Leurs Enfants après eux est l’adaptation du succès littéraire éponyme de Nicolas Mathieu. En résulte une fresque générationnelle servie d’une mise en scène maîtrisée des frères Boukherma (Teddy, L’Année du Requin) et d’un casting inspiré !
Prix Goncourt de 2018, Leurs Enfants après eux fut immédiatement un succès populaire et dans le viseur des producteurs de cinéma. Gilles Lellouche (Le Grand Bain) a mis de côté le projet au profit de L’Amour Ouf, c’est donc aux frères Boukherma (Teddy, L’Année du Requin) qu’incombe la tâche d’encapsuler les 400 pages du roman de Nicolas Mathieu en un long-métrage de 2h30.
Vie à l’Est d’Eden
Une tache loin d’être aisée, étant donné le projet : Leurs Enfants après eux nous mène dans la ville d’Heillange, en Mosèle. C’est l’été 1992, et Anthony (Paul Kircher) s’ennuie ferme. Cet adolescent de quatorze va néanmoins rencontrer la belle Steph (Angelina Woreth), et braver l’interdit pour accéder à une soirée prisée : voler la moto Yamaha YZ de son père colérique (Gilles Lellouche).
Mais tandis qu’il rencontrera Hacine (Sayyid El Ayami) et que la moto sera volée le soir-même, c’est toute la vie d’Anthony qui basculera. Leurs Enfants après eux nous invite donc à travers les années comment ces destins divers de personnages s’entremêle, parfois un court instant, tout en laissant une empreinte durable sur chacun.
Le roman de base était marqué par un regard fort sur cette France des lisières, dominée par la classe ouvrière. Et là est sans doute la grande force de cette adaptation par les Boukherma, où l’ensemble du récit est à l’image de ses personnages : entouré et dominé par les hauts fourneaux des usines sidérurgiques en pleine crise.
Prison socio-familiale
Aucune échappatoire ne semble possible pour le quidam, tandis que Les Enfants après eux aborde frontalement la notion de déterminisme social, tel un « hood movie ». C’est dans ce cadre sans réel avenir, où Steph rêve de la capitale pour ses études supérieures et où Hacine semble avoir comme seule source de richesse le trafic illégal, que l’on suivra les errements existentiels d’Anthony.

*DONNÉES FOURNIES:*
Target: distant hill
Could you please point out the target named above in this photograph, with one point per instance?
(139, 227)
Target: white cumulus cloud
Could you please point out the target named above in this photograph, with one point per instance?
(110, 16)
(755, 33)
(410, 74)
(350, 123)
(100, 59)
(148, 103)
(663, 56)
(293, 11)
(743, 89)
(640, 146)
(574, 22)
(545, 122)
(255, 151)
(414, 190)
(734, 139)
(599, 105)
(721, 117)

*TRAVAIL DEMANDÉ:*
1 – Recopiez le passage de la critique de film qui commence aux mots "Prix Goncourt de" et s'arrête après les mots "long-métrage de 2h30.".
2 – Reformulez sous forme de liste le paragraphe de la critique de film qui commence par « Le roman de base », en conservant ses faits essentiels.

*RÉPONSES DANS L'ORDRE:*
1 –
Prix Goncourt de 2018, Leurs Enfants après eux fut immédiatement un succès populaire et dans le viseur des producteurs de cinéma. Gilles Lellouche (Le Grand Bain) a mis de côté le projet au profit de L’Amour Ouf, c’est donc aux frères Boukherma (Teddy, L’Année du Requin) qu’incombe la tâche d’encapsuler les 400 pages du roman de Nicolas Mathieu en un long-métrage de 2h30.

2 –
- Le roman d'origine portait un regard fort sur la France des lisières, dominée par la classe ouvrière.
- C'est sans doute là la grande force de l'adaptation des Boukherma.
- Tout le récit y est, comme ses personnages, entouré et dominé par les hauts fourneaux des usines sidérurgiques en pleine crise.